→ Page

● ● ● ● ● ● ●

Sachons gré à Maurice Quentin de La Tour de n’avoir pas uniquement peint en pastel la marquise de Pompadour, mais aussi notre divine Belle, dans un portrait absolument ravissant et plein de vie, où l’on est confronté à ce regard si vif et spirituel de Belle de Zuylen, absorbant les impressions les plus vives et les plus délicates dont elle parle dans sa lettre :

Isabelle de Charrière - Belle de Zuylen 81421110

En septembre 1766 elle parle elle-même de ce portrait dans une lettre à d’Hermenches :

« Depuis quinze jours je passe toutes les matinées chez mon oncle et j’y dîne avec La Tour, quand il a travaillé deux ou trois heures à mon portrait. Je ne m’ennuie point car il sait causer, il a de l’esprit et il a vu bien des choses, il a connu des gens curieux (…)
Je lui donne une peine incroyable et quelquefois il lui prend une inquiétude de ne pas réussir qui lui donne la fièvre, car absolument il veut que le portrait soit moi-même.
»

● ● ● ● ● ● ●

→ Liste fournie
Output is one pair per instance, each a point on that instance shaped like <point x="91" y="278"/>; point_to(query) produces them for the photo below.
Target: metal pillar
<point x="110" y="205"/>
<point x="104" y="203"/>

● ● ● ● ● ● ●

→ Consignes à suivre
• a. D'après la page, en quel mois et en quelle année Belle de Zuylen évoque-t-elle son portrait dans une lettre à d'Hermenches ?
• b. Recopiez mot pour mot le passage de la page qui va de « Sachons gré à » jusqu'à « gens curieux (…) ».
La liste n'a aucun lien avec la page.

→ Résultats par consigne
• a. En septembre 1766.

• b.
Sachons gré à Maurice Quentin de La Tour de n’avoir pas uniquement peint en pastel la marquise de Pompadour, mais aussi notre divine Belle, dans un portrait absolument ravissant et plein de vie, où l’on est confronté à ce regard si vif et spirituel de Belle de Zuylen, absorbant les impressions les plus vives et les plus délicates dont elle parle dans sa lettre :

Isabelle de Charrière - Belle de Zuylen 81421110

En septembre 1766 elle parle elle-même de ce portrait dans une lettre à d’Hermenches :

« Depuis quinze jours je passe toutes les matinées chez mon oncle et j’y dîne avec La Tour, quand il a travaillé deux ou trois heures à mon portrait. Je ne m’ennuie point car il sait causer, il a de l’esprit et il a vu bien des choses, il a connu des gens curieux (…)